8 Laws of Change

Posted on in On Our Radar by Stephan A. Schwartz

The Consensual Strategy of Beingness

BY STEPHAN A. SCHWARTZ

As anthropologist Margaret Mead so famously said, “Never doubt that a small group of thoughtful, committed citizens can change the world; indeed, it’s the only thing that ever has.” Ultimately, it gets down to individual choice. Everything starts with one person holding an intention and making decisions expressing that intention. As that person’s beingness changes, as a consequence, even the most unlikely person can become enormously powerful. This process constitutes one of the least understood social forces in our world.

########################################

Continue the article on the eight laws of change, starting after its last sentence.

* _Records excerpted from a collection_
########################################

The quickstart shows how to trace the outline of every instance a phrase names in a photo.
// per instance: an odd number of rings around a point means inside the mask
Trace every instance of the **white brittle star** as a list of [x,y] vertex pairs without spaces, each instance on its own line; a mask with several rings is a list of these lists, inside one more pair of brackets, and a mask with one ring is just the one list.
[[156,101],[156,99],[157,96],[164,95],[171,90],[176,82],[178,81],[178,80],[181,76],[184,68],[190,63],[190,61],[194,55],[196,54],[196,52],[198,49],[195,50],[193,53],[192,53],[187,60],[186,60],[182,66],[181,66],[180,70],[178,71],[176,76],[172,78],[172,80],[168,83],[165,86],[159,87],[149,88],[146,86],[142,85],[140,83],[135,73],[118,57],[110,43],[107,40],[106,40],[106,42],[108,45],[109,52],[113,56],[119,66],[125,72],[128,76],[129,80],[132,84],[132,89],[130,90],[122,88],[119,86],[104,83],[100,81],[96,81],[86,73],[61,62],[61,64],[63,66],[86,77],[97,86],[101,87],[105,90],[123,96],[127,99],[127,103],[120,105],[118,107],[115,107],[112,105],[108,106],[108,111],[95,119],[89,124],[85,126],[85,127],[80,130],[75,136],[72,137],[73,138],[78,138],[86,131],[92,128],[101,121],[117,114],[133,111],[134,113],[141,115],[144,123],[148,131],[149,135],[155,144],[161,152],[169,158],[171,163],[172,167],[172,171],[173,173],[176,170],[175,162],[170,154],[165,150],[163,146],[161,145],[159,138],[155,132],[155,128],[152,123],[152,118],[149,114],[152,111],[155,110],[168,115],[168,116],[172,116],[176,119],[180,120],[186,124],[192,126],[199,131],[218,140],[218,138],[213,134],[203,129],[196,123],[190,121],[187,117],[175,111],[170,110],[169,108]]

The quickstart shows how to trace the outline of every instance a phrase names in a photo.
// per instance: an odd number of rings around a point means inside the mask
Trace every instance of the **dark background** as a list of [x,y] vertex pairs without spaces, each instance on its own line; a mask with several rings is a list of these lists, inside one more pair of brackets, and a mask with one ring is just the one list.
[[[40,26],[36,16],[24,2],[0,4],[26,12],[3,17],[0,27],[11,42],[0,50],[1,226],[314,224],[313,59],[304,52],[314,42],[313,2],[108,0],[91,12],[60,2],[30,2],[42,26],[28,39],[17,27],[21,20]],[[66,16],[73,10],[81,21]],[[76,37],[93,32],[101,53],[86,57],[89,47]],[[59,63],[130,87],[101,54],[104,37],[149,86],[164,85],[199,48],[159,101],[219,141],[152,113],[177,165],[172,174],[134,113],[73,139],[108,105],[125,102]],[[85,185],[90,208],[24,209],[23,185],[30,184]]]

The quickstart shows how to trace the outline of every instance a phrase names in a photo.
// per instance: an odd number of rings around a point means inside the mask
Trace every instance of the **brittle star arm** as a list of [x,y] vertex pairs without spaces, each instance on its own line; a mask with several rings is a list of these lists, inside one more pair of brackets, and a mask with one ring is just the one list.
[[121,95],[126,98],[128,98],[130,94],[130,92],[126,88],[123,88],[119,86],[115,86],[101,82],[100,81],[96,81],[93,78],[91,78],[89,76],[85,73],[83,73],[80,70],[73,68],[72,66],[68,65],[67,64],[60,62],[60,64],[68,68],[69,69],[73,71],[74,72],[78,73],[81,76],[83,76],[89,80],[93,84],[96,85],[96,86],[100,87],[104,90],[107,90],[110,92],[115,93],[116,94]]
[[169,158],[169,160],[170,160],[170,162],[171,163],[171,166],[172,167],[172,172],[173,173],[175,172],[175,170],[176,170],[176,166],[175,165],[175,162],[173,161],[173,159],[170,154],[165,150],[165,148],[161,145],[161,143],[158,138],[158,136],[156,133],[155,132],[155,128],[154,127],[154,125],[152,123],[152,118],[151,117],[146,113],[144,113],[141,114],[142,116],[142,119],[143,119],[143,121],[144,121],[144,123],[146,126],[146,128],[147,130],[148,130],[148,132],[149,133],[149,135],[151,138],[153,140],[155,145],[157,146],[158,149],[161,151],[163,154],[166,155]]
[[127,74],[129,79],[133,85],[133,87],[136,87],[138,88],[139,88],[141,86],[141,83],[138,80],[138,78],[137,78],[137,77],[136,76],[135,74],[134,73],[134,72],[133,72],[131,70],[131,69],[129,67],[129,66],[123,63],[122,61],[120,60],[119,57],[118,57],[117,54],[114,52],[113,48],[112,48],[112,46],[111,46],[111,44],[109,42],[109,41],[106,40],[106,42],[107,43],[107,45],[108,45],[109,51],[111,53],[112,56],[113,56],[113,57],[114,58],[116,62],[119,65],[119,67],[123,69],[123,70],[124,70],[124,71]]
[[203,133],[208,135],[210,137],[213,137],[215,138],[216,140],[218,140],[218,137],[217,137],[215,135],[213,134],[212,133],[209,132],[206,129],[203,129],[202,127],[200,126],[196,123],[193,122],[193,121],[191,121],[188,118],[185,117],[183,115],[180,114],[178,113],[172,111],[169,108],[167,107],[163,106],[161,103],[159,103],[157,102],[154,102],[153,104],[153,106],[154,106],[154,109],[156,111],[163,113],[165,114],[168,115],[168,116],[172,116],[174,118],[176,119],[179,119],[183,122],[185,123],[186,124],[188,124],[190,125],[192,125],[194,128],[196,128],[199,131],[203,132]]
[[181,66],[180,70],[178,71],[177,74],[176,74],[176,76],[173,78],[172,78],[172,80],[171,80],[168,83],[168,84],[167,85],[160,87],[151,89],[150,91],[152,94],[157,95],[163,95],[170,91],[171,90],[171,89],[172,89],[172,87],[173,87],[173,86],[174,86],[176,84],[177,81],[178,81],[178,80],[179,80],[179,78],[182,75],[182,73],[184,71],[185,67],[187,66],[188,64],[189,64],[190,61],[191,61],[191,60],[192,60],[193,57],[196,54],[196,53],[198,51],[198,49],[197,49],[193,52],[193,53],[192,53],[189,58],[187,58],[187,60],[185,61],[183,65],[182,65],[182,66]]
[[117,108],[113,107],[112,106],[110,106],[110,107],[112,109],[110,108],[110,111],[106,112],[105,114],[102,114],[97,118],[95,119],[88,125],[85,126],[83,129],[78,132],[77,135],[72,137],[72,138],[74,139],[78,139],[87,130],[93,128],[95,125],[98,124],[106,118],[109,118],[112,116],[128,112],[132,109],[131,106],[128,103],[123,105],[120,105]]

########################################

* _OUTPUT FOR THIS EXERCISE_
Consider these socially progressive evolutions in American society:

  • » Abolition
  • » Public education
  • » Penal reform
  • » Women’s suffrage
  • » Civil rights
  • » Nuclear freeze
  • » Environmental protection

The obvious thing they have in common is that they were all, by design, nonviolent; they were movements created mostly by people who did not command power as it is usually understood. Dig deeper, and underneath the obvious and independent political considerations there beats a deeper drum, one that is rarely recognized. The most fundamental thing all these changes had in common was that they occurred as the result of a transformation of self in common intention with others: beingness.

Because it is in essence about values, change based on beingness often begins with and continues to be driven by religious and spiritual considerations. But religion qua religion is no guarantee that its values are life affirming, as the historic and present-day reality of hate and violence tied to religious fundamentalism illustrates so irrefutably. Nor is it the context or any specific mechanism that makes the strategy of beingness work. And the strategy usually does not produce the instant results of an invasion.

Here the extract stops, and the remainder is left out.